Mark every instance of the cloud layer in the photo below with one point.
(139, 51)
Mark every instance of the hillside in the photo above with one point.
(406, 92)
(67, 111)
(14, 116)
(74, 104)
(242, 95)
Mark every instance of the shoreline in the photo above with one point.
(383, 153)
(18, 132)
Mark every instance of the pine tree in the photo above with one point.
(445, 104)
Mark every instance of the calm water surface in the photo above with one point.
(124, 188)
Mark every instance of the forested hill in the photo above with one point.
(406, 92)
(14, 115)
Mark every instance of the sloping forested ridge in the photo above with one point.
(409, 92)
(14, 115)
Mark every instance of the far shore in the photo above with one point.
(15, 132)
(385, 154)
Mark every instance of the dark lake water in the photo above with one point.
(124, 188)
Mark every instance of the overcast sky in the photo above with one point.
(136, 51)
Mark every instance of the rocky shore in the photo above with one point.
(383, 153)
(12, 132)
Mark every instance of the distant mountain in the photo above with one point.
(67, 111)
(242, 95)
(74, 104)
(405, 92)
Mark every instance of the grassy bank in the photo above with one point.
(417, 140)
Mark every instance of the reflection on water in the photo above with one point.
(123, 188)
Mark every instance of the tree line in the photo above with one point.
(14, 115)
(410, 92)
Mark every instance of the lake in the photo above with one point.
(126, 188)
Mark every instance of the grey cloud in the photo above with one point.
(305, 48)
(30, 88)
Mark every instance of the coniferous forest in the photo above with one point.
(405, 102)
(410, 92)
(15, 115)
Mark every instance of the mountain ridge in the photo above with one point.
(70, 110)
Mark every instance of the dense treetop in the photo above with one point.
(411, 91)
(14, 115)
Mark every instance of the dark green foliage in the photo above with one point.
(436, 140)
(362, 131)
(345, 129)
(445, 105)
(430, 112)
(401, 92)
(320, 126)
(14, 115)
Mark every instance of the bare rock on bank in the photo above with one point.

---

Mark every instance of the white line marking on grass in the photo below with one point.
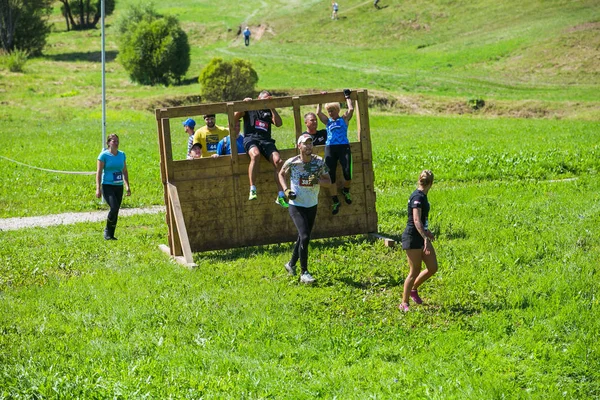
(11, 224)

◆ **WHAT THE EXERCISE ASKS**
From the material above, set down exactly the lines starting at the one with "Mark every instance of the mountain" and ending at the one with "Mark every instance of the bare", end lines included.

◆ **YOUR SOLUTION**
Mark every instance of the mountain ridge in the photo above with one point.
(70, 110)
Mark every instance of the dense treetop in the photo above with one point.
(411, 91)
(14, 115)
Mark every instance of the dark green foliage in the photo above with one point.
(436, 140)
(362, 131)
(345, 129)
(445, 105)
(430, 112)
(401, 92)
(320, 126)
(14, 115)
Mark every instance of the bare rock on bank in the photo above with one point.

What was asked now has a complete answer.